WORK TO COMPLETE »
In your copy of the entries below, keep every word exactly and leave out all images.

[Point localization data]
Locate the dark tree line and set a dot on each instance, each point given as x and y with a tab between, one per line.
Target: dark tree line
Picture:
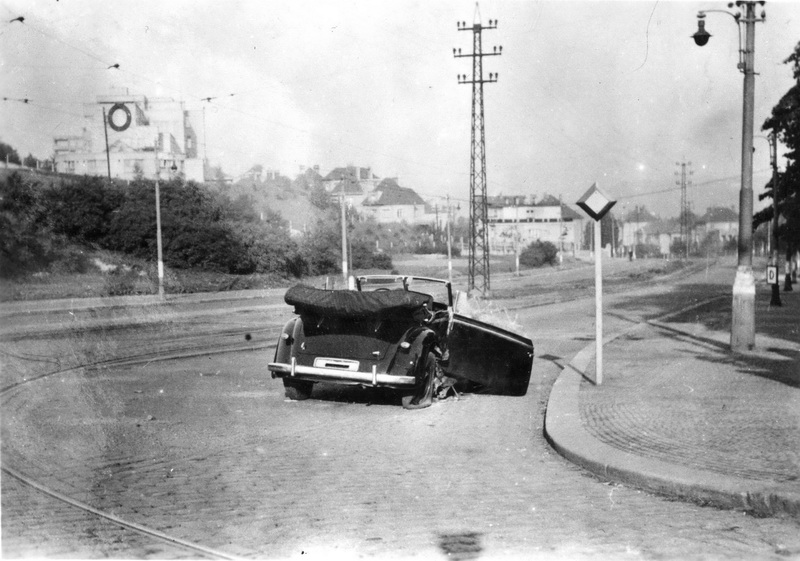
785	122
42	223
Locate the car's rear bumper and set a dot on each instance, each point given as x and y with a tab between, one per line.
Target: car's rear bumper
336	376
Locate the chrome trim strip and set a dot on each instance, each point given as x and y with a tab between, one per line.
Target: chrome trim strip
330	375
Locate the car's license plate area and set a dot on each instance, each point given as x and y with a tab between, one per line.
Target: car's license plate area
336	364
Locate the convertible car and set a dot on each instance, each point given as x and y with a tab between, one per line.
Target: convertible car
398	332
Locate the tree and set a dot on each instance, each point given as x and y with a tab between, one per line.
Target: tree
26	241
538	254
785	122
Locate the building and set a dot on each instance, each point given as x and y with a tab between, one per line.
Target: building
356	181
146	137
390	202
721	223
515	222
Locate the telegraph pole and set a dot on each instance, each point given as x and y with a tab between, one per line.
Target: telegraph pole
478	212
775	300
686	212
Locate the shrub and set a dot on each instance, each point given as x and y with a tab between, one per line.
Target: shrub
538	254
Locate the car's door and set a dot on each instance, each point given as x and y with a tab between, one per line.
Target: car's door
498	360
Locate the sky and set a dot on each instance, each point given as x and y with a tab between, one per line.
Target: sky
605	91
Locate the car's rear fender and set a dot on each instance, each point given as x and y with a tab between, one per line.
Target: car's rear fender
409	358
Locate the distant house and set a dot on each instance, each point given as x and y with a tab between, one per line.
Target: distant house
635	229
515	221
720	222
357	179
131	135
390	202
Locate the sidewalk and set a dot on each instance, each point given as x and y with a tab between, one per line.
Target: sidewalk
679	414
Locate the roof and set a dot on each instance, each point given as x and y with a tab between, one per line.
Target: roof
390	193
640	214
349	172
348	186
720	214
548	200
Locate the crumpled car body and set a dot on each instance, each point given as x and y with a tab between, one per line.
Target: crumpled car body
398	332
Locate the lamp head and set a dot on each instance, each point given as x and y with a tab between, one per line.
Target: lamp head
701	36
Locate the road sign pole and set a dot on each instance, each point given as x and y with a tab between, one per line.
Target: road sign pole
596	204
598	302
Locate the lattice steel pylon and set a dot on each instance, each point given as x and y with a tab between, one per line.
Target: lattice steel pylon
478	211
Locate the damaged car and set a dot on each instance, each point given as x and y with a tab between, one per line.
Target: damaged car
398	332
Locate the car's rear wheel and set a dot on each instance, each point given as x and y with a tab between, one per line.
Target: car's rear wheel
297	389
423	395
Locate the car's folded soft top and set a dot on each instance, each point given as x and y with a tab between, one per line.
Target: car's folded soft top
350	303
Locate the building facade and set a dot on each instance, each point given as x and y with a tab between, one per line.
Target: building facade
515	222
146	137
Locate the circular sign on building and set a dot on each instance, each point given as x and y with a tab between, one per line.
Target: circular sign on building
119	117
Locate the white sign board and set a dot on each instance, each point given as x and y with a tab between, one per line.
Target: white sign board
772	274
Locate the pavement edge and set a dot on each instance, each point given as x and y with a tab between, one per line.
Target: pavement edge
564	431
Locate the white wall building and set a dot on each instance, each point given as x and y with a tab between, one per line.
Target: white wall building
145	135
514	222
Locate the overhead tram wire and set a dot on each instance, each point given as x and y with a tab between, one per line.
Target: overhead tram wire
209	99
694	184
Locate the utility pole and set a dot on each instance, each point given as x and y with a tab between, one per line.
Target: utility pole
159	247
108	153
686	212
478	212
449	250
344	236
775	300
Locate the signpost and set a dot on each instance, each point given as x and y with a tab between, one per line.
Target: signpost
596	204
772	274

YOUR SOLUTION »
Locate the dark tree line and set a dot on each instance, each point given as x and y with a tab between, one per line.
Target: dark tree line
Picture:
785	122
42	223
Locate the car's rear bumper and set a dot on each instance, each point given as x and y with a tab between, one per line.
Target: car's rear bumper
336	376
Locate the chrome trim strip and set a dot on each instance, each point given as x and y with a tab between, one per line.
Target: chrome trim strip
330	375
Locate the car's license plate area and set a dot on each instance, each point given as x and y with a tab between, one per line.
Target: car's license plate area
336	364
Locate the convertible car and set a dot on each instance, each point given as x and y with a tab between, one per line.
Target: convertible car
398	332
Locate the tree and set a dot on each instance, each point given as x and y with a tab between, one per line.
Target: tree
26	241
538	254
785	122
Locate the building and set a dot on each instance, each point given as x and y with a tab between, one per line.
Target: building
356	181
146	137
390	202
721	223
515	222
Locate the telegraph pole and set a dot on each instance, each point given as x and y with a tab between, one per line.
Target: telegraph pole
478	212
775	300
686	212
Locate the shrub and set a dot on each instance, each point given as x and y with a tab between, one per line.
Target: shrub
538	254
Locate the car's door and set a dot on each instance, each point given as x and y with a tab between, one per line.
Target: car's door
498	360
Locate the sky and set a dot on each instance, each point given as x and y with a tab between, one per line.
Target: sky
605	91
Locate the car's rear fender and set a dot on each instance, each point given as x and y with a tab between, one per line.
Target: car's rear fender
409	358
Locate the distant house and set a dot on each instance, each point given as x and y with a tab between, one per line.
Target: distant house
635	229
515	221
720	222
357	179
131	135
390	202
Locate the sidewalk and set a dot on each instance, each point given as x and y with a tab between, one per line.
Target: sidewalk
679	414
Locate the roof and set a dot on each instance, each point given as x and y with a tab between, one per line.
Target: roof
390	193
640	214
349	172
348	186
720	214
548	200
Locate the crumpled car body and set a dot on each instance, each point given as x and y with a tab between, one per line.
Target: crumpled car body
398	332
Locate the lamp head and set a dot on each instance, each point given as x and y with a tab between, one per line.
Target: lamp head
701	36
Locate the road sign pole and set a dot on each instance, each point given as x and y with a tab between, one per line.
Target: road sign pole
596	204
598	302
Locate the lattice steel pylon and set a dot on each instance, each point given as x and y with a tab between, one per line.
Target: lattice steel pylon
478	211
Locate the damaged car and set a dot on each instance, each point given as x and y with a tab between, one per line.
Target: damaged car
398	332
Locate the car's rear wheel and set a dot on each instance, each point given as x and y with a tab between, one per line.
Target: car's rear wheel
297	389
423	395
Locate the car's folded soft top and set a dot on each instance, each point given as x and y with a tab between, one per line.
Target: car's folded soft top
350	303
Locate the building facade and set a dot on each instance, each point given as x and y with a tab between, one per line.
Target: building facade
515	222
146	137
Locate the circular sign on building and set a dot on each instance, each point given as x and y with a tab between, one per line.
Target: circular sign on building
119	117
Locate the white sign board and set a dot on each instance, each point given as x and y with a tab between, one per line.
Target: white sign board
772	274
Locate the pavement edge and set a dot on each instance, each point given as x and y with a tab between, one per line.
Target: pavement edge
564	431
Locate the white wall building and set a dot on each instance, each point given as x and y with a tab between, one per line.
Target: white wall building
145	135
514	222
Locate the overhead tram wire and set a dot on each instance, each point given as x and y with a tab between, one per line.
Target: overhead tram wire
209	99
694	184
Locate the utility pole and set a dot on each instance, each point given as x and y with a tab between, one per line.
Target: utility pole
159	247
108	153
686	212
478	212
449	250
344	236
775	300
Locate the signpost and set a dot on each instance, each point given as x and y with a tab between, one per line.
Target: signpost
596	204
772	274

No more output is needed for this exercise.